┌─ MATERIAL SHOWN

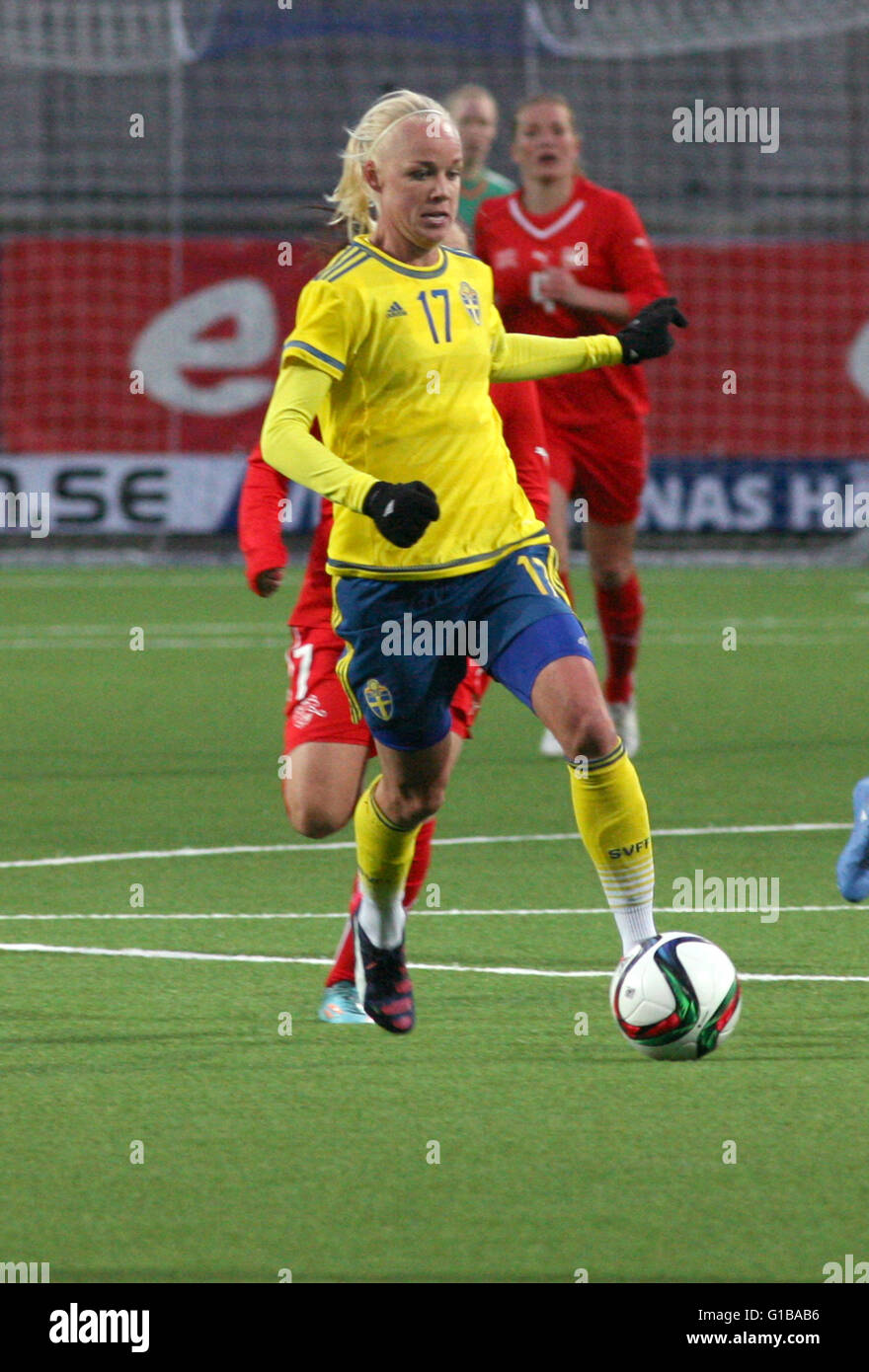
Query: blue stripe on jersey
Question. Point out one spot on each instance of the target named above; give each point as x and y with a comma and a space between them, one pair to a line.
315, 351
341, 261
426, 273
347, 267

└─

→ **WHAT THE EXERCISE ASKS**
Write out all the lines of the items above again, including their requests, but offset every coordinate in the answers by -89. Leave out the pictures.

→ **FULL OUTPUT**
Query: blue stripe on jersey
Question. Point out one spot on each instance of the target named above; give each point as x and y with a comma and a space between them, one pair to a line.
226, 262
252, 172
337, 184
258, 178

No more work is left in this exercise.